* **WORK ITEM**: Every line below from the one with "Where can the black" through the one with "target | blue sky" is to be repeated exactly, with no picture among them.

#### EXTRACTED INFORMATION ####

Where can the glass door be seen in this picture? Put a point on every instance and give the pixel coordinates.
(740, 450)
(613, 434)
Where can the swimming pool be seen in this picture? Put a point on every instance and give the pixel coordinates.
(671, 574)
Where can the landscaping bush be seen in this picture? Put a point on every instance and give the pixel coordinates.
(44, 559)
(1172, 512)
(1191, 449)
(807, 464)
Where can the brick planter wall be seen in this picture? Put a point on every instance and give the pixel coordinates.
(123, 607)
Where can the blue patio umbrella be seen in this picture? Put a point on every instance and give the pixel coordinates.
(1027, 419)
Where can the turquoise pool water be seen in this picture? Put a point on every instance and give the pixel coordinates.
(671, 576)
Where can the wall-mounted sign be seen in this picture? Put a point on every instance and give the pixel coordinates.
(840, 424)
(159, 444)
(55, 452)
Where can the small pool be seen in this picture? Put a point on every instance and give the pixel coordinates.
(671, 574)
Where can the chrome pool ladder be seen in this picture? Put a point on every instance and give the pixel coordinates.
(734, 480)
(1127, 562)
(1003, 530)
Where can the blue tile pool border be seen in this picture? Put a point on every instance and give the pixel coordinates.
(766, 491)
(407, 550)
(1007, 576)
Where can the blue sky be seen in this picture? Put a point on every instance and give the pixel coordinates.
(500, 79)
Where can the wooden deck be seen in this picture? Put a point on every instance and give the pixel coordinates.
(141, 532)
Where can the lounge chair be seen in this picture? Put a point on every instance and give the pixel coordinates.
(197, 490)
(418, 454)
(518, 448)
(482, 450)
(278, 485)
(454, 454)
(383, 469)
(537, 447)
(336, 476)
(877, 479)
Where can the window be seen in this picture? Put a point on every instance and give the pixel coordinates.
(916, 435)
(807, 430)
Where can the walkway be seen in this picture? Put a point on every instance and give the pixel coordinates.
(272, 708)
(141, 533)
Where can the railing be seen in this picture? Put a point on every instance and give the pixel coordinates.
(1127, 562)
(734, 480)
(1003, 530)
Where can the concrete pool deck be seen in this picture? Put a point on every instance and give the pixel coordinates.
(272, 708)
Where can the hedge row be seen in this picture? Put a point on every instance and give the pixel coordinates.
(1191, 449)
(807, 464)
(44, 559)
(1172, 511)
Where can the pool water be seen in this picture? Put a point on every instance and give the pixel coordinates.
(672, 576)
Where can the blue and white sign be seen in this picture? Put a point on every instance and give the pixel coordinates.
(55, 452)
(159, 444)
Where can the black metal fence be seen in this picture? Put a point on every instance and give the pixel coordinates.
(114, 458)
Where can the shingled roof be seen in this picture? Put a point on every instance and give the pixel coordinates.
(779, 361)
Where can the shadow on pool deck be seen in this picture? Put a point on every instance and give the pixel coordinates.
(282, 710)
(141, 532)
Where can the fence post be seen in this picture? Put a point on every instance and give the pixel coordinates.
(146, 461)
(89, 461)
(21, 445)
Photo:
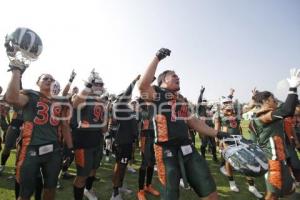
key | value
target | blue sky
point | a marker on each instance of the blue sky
(218, 44)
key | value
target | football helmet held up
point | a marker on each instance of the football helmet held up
(245, 156)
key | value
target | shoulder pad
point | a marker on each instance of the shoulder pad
(30, 92)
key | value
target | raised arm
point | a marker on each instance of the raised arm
(125, 96)
(68, 86)
(200, 98)
(145, 88)
(81, 97)
(203, 129)
(13, 95)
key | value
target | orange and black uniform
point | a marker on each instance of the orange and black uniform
(173, 147)
(125, 135)
(147, 142)
(40, 148)
(267, 129)
(87, 123)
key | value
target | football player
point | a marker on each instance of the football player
(88, 125)
(267, 126)
(147, 151)
(125, 135)
(174, 151)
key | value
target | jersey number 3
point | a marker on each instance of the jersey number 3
(43, 115)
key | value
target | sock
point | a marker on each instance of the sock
(78, 193)
(38, 188)
(17, 189)
(89, 182)
(116, 191)
(203, 151)
(142, 174)
(250, 182)
(4, 158)
(150, 171)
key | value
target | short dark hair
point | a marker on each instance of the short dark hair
(161, 76)
(259, 97)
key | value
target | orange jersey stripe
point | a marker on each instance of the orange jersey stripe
(275, 175)
(279, 146)
(162, 128)
(161, 169)
(26, 138)
(79, 157)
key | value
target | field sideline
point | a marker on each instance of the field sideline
(104, 186)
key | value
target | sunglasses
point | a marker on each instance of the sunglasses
(48, 79)
(98, 84)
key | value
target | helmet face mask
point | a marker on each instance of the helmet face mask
(55, 88)
(246, 157)
(25, 41)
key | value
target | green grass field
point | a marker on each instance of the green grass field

####

* **SOLVED EXERCISE**:
Where can the black metal fence be seen in this picture? Put a point on every instance and give the pixel coordinates.
(114, 458)
Where can the shingled roof be seen in this picture? Put a point on every instance and give the pixel coordinates.
(779, 361)
Where can the shadow on pool deck be seen in this picture? Put a point on every instance and give the pixel coordinates.
(282, 710)
(141, 532)
Where can the fence post be seen in this picture? Put a point on every instance and give the pixel coordinates.
(146, 461)
(89, 461)
(21, 445)
Photo:
key | value
target | blue sky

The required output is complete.